DOCUMENT SECTION:
+---+

BRIEF DESCRIPTION OF THE DRAWING

The individual steps of the method according to the present invention will be described below with reference to the drawing figures which schematically show in cross-section various stages in the production of a spinning nozzle plate:

FIG. 1 shows irradiation of a resist layer through the funnel-shaped preliminary channels of a metal plate, which metal plate is functioning as a self-aligning mask in a first embodiment of the method as shown in FIGS. 1 through 4;

FIG. 2 shows the funnel-shaped preliminary channels of the metal plate of FIG. 1 filled with a removable filler material, after which negatives of the nozzle capillaries are provided by removing non-irradiated portions of a resist layer composed of a negative resist material;

FIGS. 2a, 2b and 2c show negatives of the nozzle capillaries provided by removing irradiated portions of a resist layer composed of a positive resist material to define capillary zones (FIG. 2a), filling the funnel-shaped preliminary channels and the nozzle capillary zones with a removabley filler material (FIG. 2b), and removing non-irradiated portions of the resist layer (FIG. 2c);

FIGS. 3 and 3a show electrodepositing a galvanic layer on the surface of the metal plate of FIGS. 2 and 2c, respectively, after providing the surface with negatives of the nozzle capillaries;

FIG. 4 shows a finished spinning nozzle plate according to the first embodiment of the invention with an offset-free, flush transition between preliminary channel and nozzle capillary formed by planing the galvanic layer of FIGS. 3 and 3a and removing the filler material and the negatives of the nozzle capillaries;

FIG. 5 shows irradiation of a resist layer through the funnel-shaped preliminary channels of a metal plate, which metal plate is functioning as a self-aligning mask in a second embodiment of the method as shown in FIGS. 5 through 9 wherein the nozzle capillaries are defined within tubular projections;

FIG. 6 shows irradiation of the negative resist layer of FIG. 5 a second time through a mask having absorber structure which correspond in diameter and positioning to that for tubular projections to be subsequently provided, so that non-irradiated portions of the resist layer correspond to negatives of the tubular projections, the preliminary channels being filled with a removable filler material;

FIG. 6a shows irradiation of the positive resist layer of FIG. 5 a second time after removing the portions of the resist layer irradiated in FIG. 5 to define nozzle capillary zones and after subsequently filling the nozzle capillary zones and the preliminary channels with a removable filler material, the second irradiation being through a mask having passages which correspond in diameter and positioning to that for tubular projections to be subsequently provided, so that irradiated portions of the resist layer correspond to negatives of the tubular projections;

FIGS. 7 and 7a show tubular cavities formed by 15. removing the negatives of the tubular projections thereby forming tubular cavities and exposing portions of the metal plate; in FIG. 7, the non-irradiated portions of the negative resist layer of FIG. 6, and in FIG. 7a, the irradiated portions of the positive resist layer of FIG. 6a;

FIG. 8 shows electrodepositing a galvanic layer, which is a discontinuous galvanic layer consisting of tubular projections, onto the portions of the metal plate exposed by the tubular cavities formed in FIGS. 7 and 7a;

FIG. 9 shows a finished spinning nozzle plate according to the second embodiment of the invention with an offset-free, flush transition between preliminary channel and nozzle capillaries formed by planing the galvanic layer of FIG. 8 and removing the filler material and the negatives of the nozzle capillaries;

FIG. 10 relates to a method for providing a metal plate having funnel-shaped preliminary channels and shows irradiation through a mask of a unit formed by an electrode plate provided with a resist layer composed of a negative resist material and the mask, which mask has passages, the units being movably positioned in a plane perpendicular to the direction of the irradiation and being moved about the plane during irradiation;

FIG. 11 shows electrodeposition of a galvanic layer onto exposed portions of the electrode plate of FIG. 10, after removing the non-irradiated portions of the resist layer to form negatives of the funnel-shaped preliminary channels on exposed portions of the electrode plates; and

FIG. 12 shows a finished metal plate having funnel-shaped preliminary channels after the electrode plate and the negatives of the funnel-shaped preliminary channels according to FIG. 11 have been removed.

+---+

GIVEN INFORMATION:
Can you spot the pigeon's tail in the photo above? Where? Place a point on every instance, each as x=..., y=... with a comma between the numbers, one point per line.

+---+

TASK SET:
• a. In the drawing description, reproduce the passage that begins at the words "FIG. 11 shows" and stops after "have been removed.".
• b. According to the drawing description, why does the mask used for the second irradiation of the negative resist layer in FIG. 6 have absorber structures matching the tubular projections in diameter and positioning?

ANSWERS TO THE EXERCISE:
• a.
FIG. 11 shows electrodeposition of a galvanic layer onto exposed portions of the electrode plate of FIG. 10, after removing the non-irradiated portions of the resist layer to form negatives of the funnel-shaped preliminary channels on exposed portions of the electrode plates; and

FIG. 12 shows a finished metal plate having funnel-shaped preliminary channels after the electrode plate and the negatives of the funnel-shaped preliminary channels according to FIG. 11 have been removed.

• b. The mask is built this way so that the non-irradiated portions of the resist layer correspond to negatives of the tubular projections to be provided later.